- Directives
a – Print the passage of the PCIe transfer optimization write-up from "Phase 8 achieves" up to and including "theoretical compute-only floor.".
b – In one to three sentences, explain why, according to the PCIe transfer optimization write-up, GPU SM utilization and power draw dip within each partition's CUDA kernel region.
c – Go on with the PCIe transfer optimization write-up, picking up after its final sentence.

- Article
++++++++++
Phase 9 — PCIe Transfer Optimization

Problem

Phase 8 achieves 100% GPU utilization at the scheduling level — the GPU is never idle between partitions. However, within each partition's CUDA kernel region (~3.3s), GPU SM utilization and power draw show periodic dips correlating with large PCIe traffic bursts (50 GB/s RX, sometimes large TX). These dips represent time the SMs are stalled waiting for data to arrive over the PCIe bus, reducing effective throughput below the theoretical compute-only floor.
++++++++++
- Data excerpt
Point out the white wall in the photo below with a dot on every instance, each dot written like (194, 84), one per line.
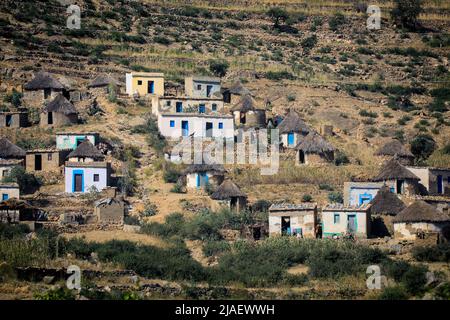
++++++++++
- Final answers
a –
Phase 8 achieves 100% GPU utilization at the scheduling level — the GPU is never idle between partitions. However, within each partition's CUDA kernel region (~3.3s), GPU SM utilization and power draw show periodic dips correlating with large PCIe traffic bursts (50 GB/s RX, sometimes large TX). These dips represent time the SMs are stalled waiting for data to arrive over the PCIe bus, reducing effective throughput below the theoretical compute-only floor.

b – The dips coincide with large PCIe traffic bursts and mark time when the SMs are stalled, waiting for data to arrive over the PCIe bus. This pushes effective throughput below the theoretical compute-only floor, even though the GPU is never idle between partitions.

c –
Root Cause

Inside the GPU mutex, generate_groth16_proofs_c issues ~23.6 GiB of host-to-device transfers per partition for a 32 GiB PoRep sector:

Phase	Transfer	Size	Pinned?	Issue
NTT	a polynomial	~2 GiB	No	Non-pinned: staged through 32 MB bounce buffer
NTT	b polynomial	~2 GiB	No	Same — blocks CPU thread, half effective bandwidth
NTT	c polynomial	~2 GiB	No	Same
H MSM	H SRS points (8 batches)	~6 GiB	Yes	Per-batch `sync()` creates GPU idle gaps
Batch add	L SRS points	~2.2 GiB	Yes	OK — double-buffered, single sync at end
Batch add	A SRS points	~2.3 GiB	Yes	OK
Batch add	B_G1 SRS points	~1.07 GiB	Yes	OK
Batch add	B_G2 SRS points	~2.14 GiB	Yes	OK
Tail MSMs	L/A/B bases + scalars	~3.9 GiB	No	Non-pinned `std::vector`
Tail MSMs	Bucket results DtoH	~30 MiB	N/A	3× destructor `sync()` at scope exit
Total		~23.6 GiB

Two distinct problems:

Non-pinned HtoD transfers (a/b/c polynomials, ~6 GiB): These originate from Rust Vec<Fr> allocations in the bellperson Assignment struct. When cudaMemcpyAsync is called with non-pinned source memory, CUDA internally copies through a small (~32 MB) pinned staging buffer in chunks. This serializes the transfer (each chunk: memcpy to staging → DMA to device → wait → next chunk), halving effective bandwidth and blocking the calling CPU thread. The NTTs cannot start until their input data arrives.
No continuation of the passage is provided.